══ SOURCE DATA ══
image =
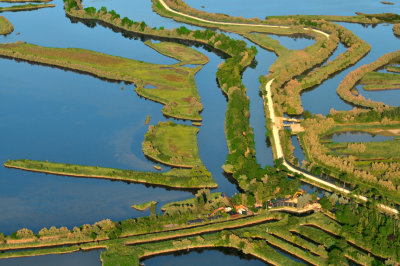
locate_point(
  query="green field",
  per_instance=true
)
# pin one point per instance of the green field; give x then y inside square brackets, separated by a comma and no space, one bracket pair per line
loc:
[380,81]
[174,86]
[180,178]
[395,69]
[5,26]
[173,144]
[182,53]
[381,150]
[143,206]
[26,7]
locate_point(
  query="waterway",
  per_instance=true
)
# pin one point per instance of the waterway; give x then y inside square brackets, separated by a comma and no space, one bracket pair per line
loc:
[82,258]
[67,117]
[355,136]
[204,257]
[263,8]
[64,116]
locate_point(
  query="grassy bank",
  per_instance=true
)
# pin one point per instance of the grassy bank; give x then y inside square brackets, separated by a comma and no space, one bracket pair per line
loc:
[182,53]
[380,81]
[174,86]
[25,7]
[345,86]
[178,178]
[144,206]
[24,1]
[5,26]
[173,144]
[370,177]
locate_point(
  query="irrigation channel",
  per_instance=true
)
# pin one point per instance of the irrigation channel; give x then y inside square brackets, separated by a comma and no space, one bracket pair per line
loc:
[68,117]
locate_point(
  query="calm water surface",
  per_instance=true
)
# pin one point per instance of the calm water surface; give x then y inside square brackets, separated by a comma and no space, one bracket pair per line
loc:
[88,258]
[203,257]
[263,8]
[358,137]
[67,117]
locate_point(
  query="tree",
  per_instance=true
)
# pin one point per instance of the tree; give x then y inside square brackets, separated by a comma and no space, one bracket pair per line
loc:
[326,203]
[303,200]
[153,210]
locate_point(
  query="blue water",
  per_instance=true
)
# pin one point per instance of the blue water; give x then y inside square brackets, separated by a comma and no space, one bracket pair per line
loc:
[63,116]
[87,258]
[203,257]
[298,151]
[263,8]
[294,43]
[358,137]
[324,97]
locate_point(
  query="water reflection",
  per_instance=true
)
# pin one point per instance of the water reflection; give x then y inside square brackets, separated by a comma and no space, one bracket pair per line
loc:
[88,258]
[200,257]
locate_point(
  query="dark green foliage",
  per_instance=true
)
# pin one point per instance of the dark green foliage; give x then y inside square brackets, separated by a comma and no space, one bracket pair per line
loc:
[183,31]
[325,203]
[127,21]
[377,231]
[370,116]
[143,25]
[113,14]
[90,10]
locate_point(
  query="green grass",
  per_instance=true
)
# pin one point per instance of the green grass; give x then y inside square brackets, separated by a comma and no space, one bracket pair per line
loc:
[174,86]
[182,53]
[25,7]
[393,69]
[5,26]
[380,81]
[180,178]
[190,201]
[173,144]
[389,149]
[144,206]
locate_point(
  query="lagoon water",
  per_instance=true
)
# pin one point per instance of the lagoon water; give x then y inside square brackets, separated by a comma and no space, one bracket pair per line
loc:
[62,116]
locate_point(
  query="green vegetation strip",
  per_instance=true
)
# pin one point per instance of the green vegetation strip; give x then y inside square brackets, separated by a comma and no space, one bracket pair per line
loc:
[24,1]
[191,201]
[380,81]
[179,178]
[174,86]
[213,227]
[144,206]
[5,26]
[173,144]
[180,52]
[345,86]
[26,7]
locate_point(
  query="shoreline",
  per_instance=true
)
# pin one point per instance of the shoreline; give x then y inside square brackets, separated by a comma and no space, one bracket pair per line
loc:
[104,177]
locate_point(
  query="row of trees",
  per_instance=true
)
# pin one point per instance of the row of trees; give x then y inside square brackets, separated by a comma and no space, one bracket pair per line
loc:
[344,89]
[320,155]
═══
**WHAT YOU ARE ASKED TO DO**
Leave the pictures out and output the rest of the data word for word.

**ANSWER TO THE PROBLEM**
image =
locate_point(
  query="green field",
  per_instance=true
)
# pin one point per instance of the green field; give x then y inside square brackets, separated by a comma and no space, one bracket pair per line
loc:
[380,81]
[174,86]
[180,178]
[395,69]
[5,26]
[173,144]
[182,53]
[381,150]
[143,206]
[26,7]
locate_point(
  query="waterway",
  per_instance=true
)
# pin one point per instance of the waterway; give x then y inside square brackets, separated by a comma and no space, one bracket pair per line
loc:
[82,258]
[67,117]
[355,136]
[204,257]
[263,8]
[64,116]
locate_point(
  query="grassy bank",
  per_instance=true
)
# pin one point per instance of the grassy bank; give x then y inside square brackets, separated by a comma and no space, one bracket pair per line
loc:
[182,53]
[380,81]
[174,86]
[25,7]
[345,86]
[178,178]
[144,206]
[24,1]
[5,26]
[173,144]
[370,177]
locate_point(
  query="irrigation channel",
  per_instance=true
)
# pin one point per instance of the irrigation channel; give x then y inside square brackets, separated by a comma and no space, one bracket pair per line
loc:
[68,117]
locate_point(
  query="calm water surface",
  per_instance=true
)
# pin one point per instance of the calm water surface; give x then y inside square brackets, separated by a comma and no space, one bracket pair per line
loc:
[88,258]
[203,257]
[263,8]
[358,137]
[67,117]
locate_point(
  query="tree",
  per_instance=true
)
# pin one point per instance of the tree; give x then y inside square brackets, separated by a comma and no space, one bracket pair per line
loc:
[326,203]
[303,200]
[153,210]
locate_point(
  query="blue water",
  per_instance=true
)
# pin one point per instance of the blue water; give x then y inside square brackets, separated by a comma and no space, one bracket pair per line
loc:
[63,116]
[87,258]
[203,257]
[298,151]
[263,8]
[294,43]
[358,137]
[324,97]
locate_point(
  query="water reflection",
  per_instance=true
)
# pin one point per instance of the water reflection; give x then y inside square brackets, separated by a comma and no space, one bracket pair per line
loc:
[88,258]
[200,257]
locate_point(
  query="dark green foliage",
  per_instance=true
)
# pin one point per instance of the dark green foliage; give x then y inside square brackets, separated by a comma and no space, one bracket pair per line
loc:
[183,31]
[325,203]
[127,21]
[377,231]
[370,116]
[143,25]
[113,14]
[90,10]
locate_point(
  query="green grass",
  per_instance=true
)
# pin one point per instance of the green grass; give x then y inside square brackets, separated by a comma and no space, one bracket pair per line
loc:
[174,86]
[182,53]
[25,7]
[393,69]
[5,26]
[380,81]
[180,178]
[190,201]
[173,144]
[389,149]
[144,206]
locate_point(
  query="lagoon water",
  per_instance=true
)
# pin one point per instance of the lagoon water; give x then y inside square brackets, separated by a comma and no space, one bracket pair per line
loc:
[62,116]
locate_point(
  query="green vegetation strip",
  per_instance=true
)
# pin one point per instance of the green vegetation strip; give x then y inside square brackets, separated by a comma and no space, one bracket pair per line
loc:
[24,1]
[191,201]
[380,81]
[179,178]
[174,86]
[213,227]
[144,206]
[5,26]
[173,144]
[180,52]
[345,86]
[26,7]
locate_point(
  query="shoreline",
  per_instance=true
)
# pin one point per instance of the shoreline; give x then y inside square brackets, separated by a comma and no space, one bracket pair per line
loc:
[104,177]
locate_point(
  query="row of trees",
  per_instance=true
)
# pin one point per instance of the row of trees; give x then y inside square brackets, separated by a comma and no space, one bracket pair per line
loc:
[344,89]
[320,155]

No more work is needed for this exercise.